## Text passage

┏━━

Though predominantly known as a starter, John Smoltz was converted to a reliever in 2001 following his recovery from Tommy John surgery, and spent four years as the team's closer before returning to a starting role. In 2002, he set the National League record with 55 saves.
On a mid-September afternoon in Brooklyn in 1924, Cardinals third-year first baseman "Sunny Jim" Bottomley came to bat six times and delivered six hits, including two home runs, a double, and three singles off the Robins' pitchers. Bottomley drove in 12 runs that day, and set a major league record that still stands (shared with the Cardinals' Mark Whiten in 1993).
Michael Jordan signed a minor league contract with the Chicago White Sox in 1994 and was assigned to the team's minor league system. That summer he batted .202 with the Birmingham Barons, a class AA affiliate of the White Sox. Later in the year he batted .252 with the Scottsdale Scorpions in the Arizona Fall League.
On October 8, 1956, Don Larsen pitched a perfect game in game 5 of the World Series, shutting out the Brooklyn Dodgers. In the locker room after the game, Larsen said "When it was over, I was so happy, I felt like crying. I wanted to win this one for Casey (Stengel). After what I did in Brooklyn, he could have forgotten about me and who would blame him? But he gave me another chance and I'm grateful."

┗━━

## Task instructions
1. In the baseball passage, how many runs did "Sunny Jim" Bottomley drive in during his six-hit game in Brooklyn?
2. According to the baseball passage, why did Don Larsen say he was grateful to Casey Stengel?
3. Carry the baseball passage on from its final sentence.

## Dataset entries
┏━━

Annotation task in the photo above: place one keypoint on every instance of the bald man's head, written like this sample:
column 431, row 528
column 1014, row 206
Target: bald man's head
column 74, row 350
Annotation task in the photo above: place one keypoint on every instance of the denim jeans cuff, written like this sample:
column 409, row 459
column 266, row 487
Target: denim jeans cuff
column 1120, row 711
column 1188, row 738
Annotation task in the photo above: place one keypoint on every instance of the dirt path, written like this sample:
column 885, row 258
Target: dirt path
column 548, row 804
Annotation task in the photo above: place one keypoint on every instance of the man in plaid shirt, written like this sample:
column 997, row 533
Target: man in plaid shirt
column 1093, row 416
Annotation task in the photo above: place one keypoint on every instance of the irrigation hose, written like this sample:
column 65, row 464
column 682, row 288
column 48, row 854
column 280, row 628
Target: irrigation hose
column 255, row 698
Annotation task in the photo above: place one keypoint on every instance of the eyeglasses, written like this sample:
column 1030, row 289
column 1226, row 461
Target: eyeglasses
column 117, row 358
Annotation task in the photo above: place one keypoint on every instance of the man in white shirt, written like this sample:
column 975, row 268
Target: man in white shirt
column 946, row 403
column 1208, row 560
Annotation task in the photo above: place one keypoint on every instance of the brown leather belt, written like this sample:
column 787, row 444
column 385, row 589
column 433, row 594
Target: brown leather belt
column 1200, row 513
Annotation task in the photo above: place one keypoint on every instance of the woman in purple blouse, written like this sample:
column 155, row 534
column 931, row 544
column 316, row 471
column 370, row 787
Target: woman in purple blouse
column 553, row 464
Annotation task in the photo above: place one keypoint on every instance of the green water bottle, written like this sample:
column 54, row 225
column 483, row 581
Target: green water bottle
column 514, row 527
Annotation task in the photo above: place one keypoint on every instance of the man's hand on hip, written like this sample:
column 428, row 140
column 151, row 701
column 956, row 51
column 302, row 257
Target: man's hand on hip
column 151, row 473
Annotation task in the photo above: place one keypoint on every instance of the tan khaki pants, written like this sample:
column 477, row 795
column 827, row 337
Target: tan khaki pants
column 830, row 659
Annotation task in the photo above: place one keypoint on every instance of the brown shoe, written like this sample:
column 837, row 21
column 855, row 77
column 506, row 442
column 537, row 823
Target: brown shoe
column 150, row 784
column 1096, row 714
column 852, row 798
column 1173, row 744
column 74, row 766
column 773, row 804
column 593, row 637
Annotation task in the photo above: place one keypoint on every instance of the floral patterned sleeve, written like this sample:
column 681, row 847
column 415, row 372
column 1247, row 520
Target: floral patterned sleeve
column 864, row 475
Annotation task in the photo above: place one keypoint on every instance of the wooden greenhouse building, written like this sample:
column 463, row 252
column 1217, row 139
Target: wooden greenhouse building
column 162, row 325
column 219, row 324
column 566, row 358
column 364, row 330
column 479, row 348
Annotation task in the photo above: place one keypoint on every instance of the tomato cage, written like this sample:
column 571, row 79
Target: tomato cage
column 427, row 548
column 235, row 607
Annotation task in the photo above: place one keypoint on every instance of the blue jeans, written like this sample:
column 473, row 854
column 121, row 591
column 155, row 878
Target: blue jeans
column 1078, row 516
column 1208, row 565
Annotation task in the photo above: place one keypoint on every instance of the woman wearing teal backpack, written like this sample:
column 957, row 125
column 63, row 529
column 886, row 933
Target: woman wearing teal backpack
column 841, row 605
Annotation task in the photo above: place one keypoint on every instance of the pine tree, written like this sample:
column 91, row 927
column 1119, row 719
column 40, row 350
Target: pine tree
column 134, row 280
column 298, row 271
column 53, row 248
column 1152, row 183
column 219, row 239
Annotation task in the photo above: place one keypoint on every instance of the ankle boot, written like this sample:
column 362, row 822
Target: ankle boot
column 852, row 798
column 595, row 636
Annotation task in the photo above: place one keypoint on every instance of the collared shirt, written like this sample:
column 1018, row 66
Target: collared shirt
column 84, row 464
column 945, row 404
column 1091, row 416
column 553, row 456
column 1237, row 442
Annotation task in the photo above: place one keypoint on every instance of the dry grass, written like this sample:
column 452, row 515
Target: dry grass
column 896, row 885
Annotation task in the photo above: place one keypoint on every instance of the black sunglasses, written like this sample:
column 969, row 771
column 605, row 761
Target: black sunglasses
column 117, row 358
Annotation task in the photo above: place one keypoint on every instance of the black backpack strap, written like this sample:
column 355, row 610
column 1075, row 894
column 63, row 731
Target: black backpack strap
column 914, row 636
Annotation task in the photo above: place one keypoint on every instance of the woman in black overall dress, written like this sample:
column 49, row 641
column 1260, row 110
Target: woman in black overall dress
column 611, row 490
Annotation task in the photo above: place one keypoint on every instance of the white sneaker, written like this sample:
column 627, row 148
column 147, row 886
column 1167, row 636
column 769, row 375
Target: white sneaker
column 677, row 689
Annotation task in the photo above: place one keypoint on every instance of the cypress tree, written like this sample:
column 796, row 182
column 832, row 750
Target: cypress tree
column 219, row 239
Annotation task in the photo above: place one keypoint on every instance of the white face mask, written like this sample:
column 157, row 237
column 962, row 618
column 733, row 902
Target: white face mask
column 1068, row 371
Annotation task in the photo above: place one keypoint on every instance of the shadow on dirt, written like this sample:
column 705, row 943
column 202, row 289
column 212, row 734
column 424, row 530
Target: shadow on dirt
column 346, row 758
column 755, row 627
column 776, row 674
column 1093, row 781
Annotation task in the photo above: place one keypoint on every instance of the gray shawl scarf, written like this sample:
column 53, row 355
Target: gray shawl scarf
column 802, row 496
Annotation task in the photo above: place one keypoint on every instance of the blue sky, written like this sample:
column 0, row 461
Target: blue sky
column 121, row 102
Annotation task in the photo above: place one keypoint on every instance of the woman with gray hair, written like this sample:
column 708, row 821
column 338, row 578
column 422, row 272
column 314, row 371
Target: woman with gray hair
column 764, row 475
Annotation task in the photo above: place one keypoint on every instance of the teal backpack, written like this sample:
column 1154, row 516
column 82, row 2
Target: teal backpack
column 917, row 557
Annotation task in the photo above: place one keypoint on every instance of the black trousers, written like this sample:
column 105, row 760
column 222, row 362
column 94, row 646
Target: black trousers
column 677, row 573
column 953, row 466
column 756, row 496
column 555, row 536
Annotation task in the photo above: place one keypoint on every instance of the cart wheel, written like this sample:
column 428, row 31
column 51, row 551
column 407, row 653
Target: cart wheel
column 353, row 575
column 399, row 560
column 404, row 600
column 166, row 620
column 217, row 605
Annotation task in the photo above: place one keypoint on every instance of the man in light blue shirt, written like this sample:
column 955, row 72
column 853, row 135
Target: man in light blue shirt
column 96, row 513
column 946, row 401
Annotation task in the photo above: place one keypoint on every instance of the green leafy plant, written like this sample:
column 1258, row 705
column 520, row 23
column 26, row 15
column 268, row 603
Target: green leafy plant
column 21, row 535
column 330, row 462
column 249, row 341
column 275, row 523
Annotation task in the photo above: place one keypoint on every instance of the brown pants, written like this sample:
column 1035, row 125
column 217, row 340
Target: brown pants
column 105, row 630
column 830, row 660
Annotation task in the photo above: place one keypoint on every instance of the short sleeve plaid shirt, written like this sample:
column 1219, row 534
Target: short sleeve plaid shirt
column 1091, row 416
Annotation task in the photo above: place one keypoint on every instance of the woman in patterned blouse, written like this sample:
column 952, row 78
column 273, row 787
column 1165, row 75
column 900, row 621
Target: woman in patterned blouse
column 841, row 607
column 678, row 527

┗━━

## Answers by task
1. He drove in 12 runs.

2. Larsen said that after what he did in Brooklyn, Stengel could have forgotten about him, and no one would have blamed him. Stengel gave him another chance instead.

3.
Between August 26, 2002 and July 5, 2004, the Dodgers' Eric Gagne converted a record 84 consecutive saves, including the entire 2003 season without a single blown save. When Gagne came out from the bullpen at Dodger Stadium and the scoreboard flashed "Game Over", it was not hyperbole -- it was fact.
George Foster was one of the most feared right-handed sluggers of his era and a key piece of the Cincinnati Reds' "Big Red Machine" that won consecutive World Series in 1975 and 1976. He famously began using a black bat during his prime because he wanted to "integrate the bat rack" in Cincinnati.